**Estratto da leggere:**
-------------------------
Riceviamo e pubblichiamo l’intervista realizzata da Opi Firenze-Pistoia con l’autrice Mariachiara Vasile
Anche nelle difficoltà esiste sempre un motivo per essere felici. È questo il messaggio al centro del libro Un sorriso… raro, di Mariachiara Vasile (foto), ragazza affetta da anni da sclerodermia, una malattia cronica di tipo autoimmune. L’Opi Firenze-Pistoia ha voluto approfondire la storia di Mariachiara, che nel libro si racconta e narra il suo percorso medico e psicologico.
Raccontaci un po’ di te. Quando hai scoperto di essere affetta da questa malattia?
«Tutto è iniziato nel 1993. All’età di 5 anni ha cominciato a manifestarsi il fenomeno di Raynaud (caratterizzato dall’eccessivo raffreddamento e cambiamento di colore di alcune aree del corpo, di solito le dita delle mani e dei piedi, dovuto a un anomalo restringimento dei vasi sanguigni, ndr). Ero molto piccola, vedevo il mignolo della mia mano che era bianco ma non riuscivo a capire effettivamente cosa stava succedendo. Quello è stato il campanello d’allarme: i miei genitori mi hanno fatto fare diversi accertamenti, dalla Calabria andavamo a Roma dove però non c’era una terapia mirata, addirittura per sei sono stata sottoposta a ferroterapia, senza ovviamente alcun risultato».
La prima diagnosi?
-------------------------
**Materiale mostrato:**
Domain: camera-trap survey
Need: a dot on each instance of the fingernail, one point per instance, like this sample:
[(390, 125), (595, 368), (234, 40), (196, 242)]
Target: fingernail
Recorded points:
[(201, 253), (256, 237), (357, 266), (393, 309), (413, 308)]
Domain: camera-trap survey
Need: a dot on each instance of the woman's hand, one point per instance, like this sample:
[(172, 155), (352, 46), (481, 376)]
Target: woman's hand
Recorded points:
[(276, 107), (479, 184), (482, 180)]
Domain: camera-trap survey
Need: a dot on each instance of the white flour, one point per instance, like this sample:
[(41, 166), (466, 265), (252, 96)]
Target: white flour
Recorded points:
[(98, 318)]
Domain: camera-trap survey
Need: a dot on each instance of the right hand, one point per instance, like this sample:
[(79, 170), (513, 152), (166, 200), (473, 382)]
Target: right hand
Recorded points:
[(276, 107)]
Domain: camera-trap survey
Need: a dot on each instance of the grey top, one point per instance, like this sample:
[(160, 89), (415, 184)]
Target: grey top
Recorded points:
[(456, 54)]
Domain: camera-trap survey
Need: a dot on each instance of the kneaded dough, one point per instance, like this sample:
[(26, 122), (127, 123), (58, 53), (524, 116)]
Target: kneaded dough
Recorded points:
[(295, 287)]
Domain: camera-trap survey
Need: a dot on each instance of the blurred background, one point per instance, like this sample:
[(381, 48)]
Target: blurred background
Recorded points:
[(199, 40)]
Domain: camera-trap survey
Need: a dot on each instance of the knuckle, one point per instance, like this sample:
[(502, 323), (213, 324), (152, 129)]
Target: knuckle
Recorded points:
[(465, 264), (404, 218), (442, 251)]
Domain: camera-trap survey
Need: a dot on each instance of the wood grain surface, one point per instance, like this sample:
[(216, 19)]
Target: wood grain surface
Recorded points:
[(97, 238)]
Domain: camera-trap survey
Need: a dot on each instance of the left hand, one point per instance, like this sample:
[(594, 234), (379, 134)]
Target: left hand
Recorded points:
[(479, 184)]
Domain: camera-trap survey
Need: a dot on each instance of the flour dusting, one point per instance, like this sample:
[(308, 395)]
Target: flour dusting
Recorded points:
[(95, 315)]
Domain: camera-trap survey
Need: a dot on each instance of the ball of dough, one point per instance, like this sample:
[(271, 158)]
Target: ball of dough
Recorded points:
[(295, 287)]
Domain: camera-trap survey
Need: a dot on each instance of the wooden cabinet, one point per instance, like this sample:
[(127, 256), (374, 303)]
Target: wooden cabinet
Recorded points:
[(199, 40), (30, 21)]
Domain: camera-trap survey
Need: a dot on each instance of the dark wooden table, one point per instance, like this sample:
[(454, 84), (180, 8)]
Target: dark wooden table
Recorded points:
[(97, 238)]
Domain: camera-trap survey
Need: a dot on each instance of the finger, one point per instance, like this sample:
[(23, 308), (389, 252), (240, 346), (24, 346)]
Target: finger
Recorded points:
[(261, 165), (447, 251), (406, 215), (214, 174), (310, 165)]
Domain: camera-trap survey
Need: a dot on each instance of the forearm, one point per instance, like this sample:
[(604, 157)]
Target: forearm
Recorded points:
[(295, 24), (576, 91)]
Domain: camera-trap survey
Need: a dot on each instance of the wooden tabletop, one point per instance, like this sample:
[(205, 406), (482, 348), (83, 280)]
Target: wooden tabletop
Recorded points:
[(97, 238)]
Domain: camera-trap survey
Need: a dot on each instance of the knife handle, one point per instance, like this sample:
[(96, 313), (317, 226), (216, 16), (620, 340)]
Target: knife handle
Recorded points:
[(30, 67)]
-------------------------
**Richiesta di lavoro:** Per favore, trascrivi per intero l'intervista a Mariachiara Vasile senza cambiare nulla. Il materiale proviene da una fonte diversa.

**Risultato atteso:**
Riceviamo e pubblichiamo l’intervista realizzata da Opi Firenze-Pistoia con l’autrice Mariachiara Vasile
Anche nelle difficoltà esiste sempre un motivo per essere felici. È questo il messaggio al centro del libro Un sorriso… raro, di Mariachiara Vasile (foto), ragazza affetta da anni da sclerodermia, una malattia cronica di tipo autoimmune. L’Opi Firenze-Pistoia ha voluto approfondire la storia di Mariachiara, che nel libro si racconta e narra il suo percorso medico e psicologico.
Raccontaci un po’ di te. Quando hai scoperto di essere affetta da questa malattia?
«Tutto è iniziato nel 1993. All’età di 5 anni ha cominciato a manifestarsi il fenomeno di Raynaud (caratterizzato dall’eccessivo raffreddamento e cambiamento di colore di alcune aree del corpo, di solito le dita delle mani e dei piedi, dovuto a un anomalo restringimento dei vasi sanguigni, ndr). Ero molto piccola, vedevo il mignolo della mia mano che era bianco ma non riuscivo a capire effettivamente cosa stava succedendo. Quello è stato il campanello d’allarme: i miei genitori mi hanno fatto fare diversi accertamenti, dalla Calabria andavamo a Roma dove però non c’era una terapia mirata, addirittura per sei sono stata sottoposta a ferroterapia, senza ovviamente alcun risultato».
La prima diagnosi?